start READING PASSAGE

[Hps-ecal] Opening angle from Ecal

Fri Jan 9 12:03:45 EST 2015

Hi Michel,

Thank you for your response. Indeed, you are correct-it is misleading to
write cluster energy since what I used was the thrown monte carlo energy.
FX sent me some suggestions for checking the residuals (phi_calc -
phi_generated), and the actual resolution will contain the spread from the
position and energy as measured. It is very nice to see that all of this
supports the plots from simulation in the HPS Note 2014-001.

Respectfully,
Holly

On Fri, Jan 9, 2015 at 6:17 AM, Garcon Michel <Michel.Garcon at cea.fr> wrote:

>  Hi Holly,
>
>
>
>                 Nice study. It is a bit counter-intuitive to call Phi a
> (projected) horizontal angle and Theta a vertical angle, but this is a
> minor detail.

end READING PASSAGE

» CHALLENGE
Write what comes next in the email thread on the Ecal opening angle, picking up after its last sentence. The listing that comes next is not needed.

start RAW DATA

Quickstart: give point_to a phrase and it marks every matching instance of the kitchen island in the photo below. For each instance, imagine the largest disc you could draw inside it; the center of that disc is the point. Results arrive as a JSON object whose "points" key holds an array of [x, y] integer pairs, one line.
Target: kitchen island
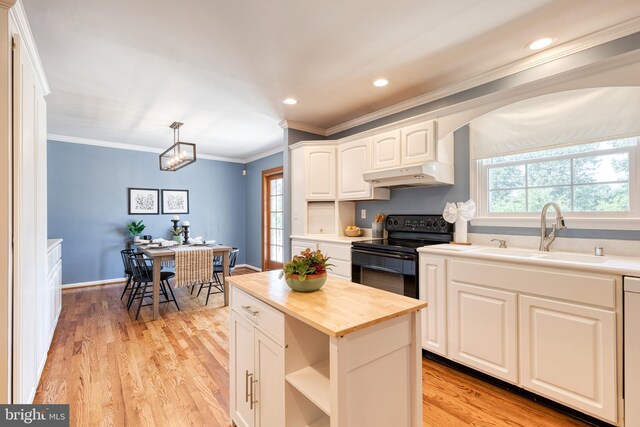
{"points": [[346, 355]]}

end RAW DATA

» EXPECTED ANSWER
>
>
>
>                 One does expect indeed dPhi/dx = dTheta/dx ~ 1/D ~ 1/1.4 m
> ~ 0.007 radian/cm . In the vertical projection, the trajectory is a
> straight line whatever the energy (for an ideal field), which explains that
> you find no energy dependence for Theta. In the horizontal projection, your
> line in the first plot Phi vs x at 1 GeV is the same as the light blue in
> Fig. 31 of HPS-Note-2014-001 (one can see also in this figure that the
> slope does not depend on energy). So everything checks nicely.
>
>
>
>                 I would expect B = 0 when E goes to infinity (straight
> line -> x = 0 when Phi =0). But you are right to do whatever empirical fit
> works in our range.
>
>
>
>
> Best regards,
>
>
> Michel.
>
>
>
> PS: by cluster energy, do you mean deposited energy in ECal or real
> energy? I would imagine the latter since you generate particles at fixed
> energies; then better not call it cluster energy, could be confusing (see
> Eqs 1 and 2 of the Note).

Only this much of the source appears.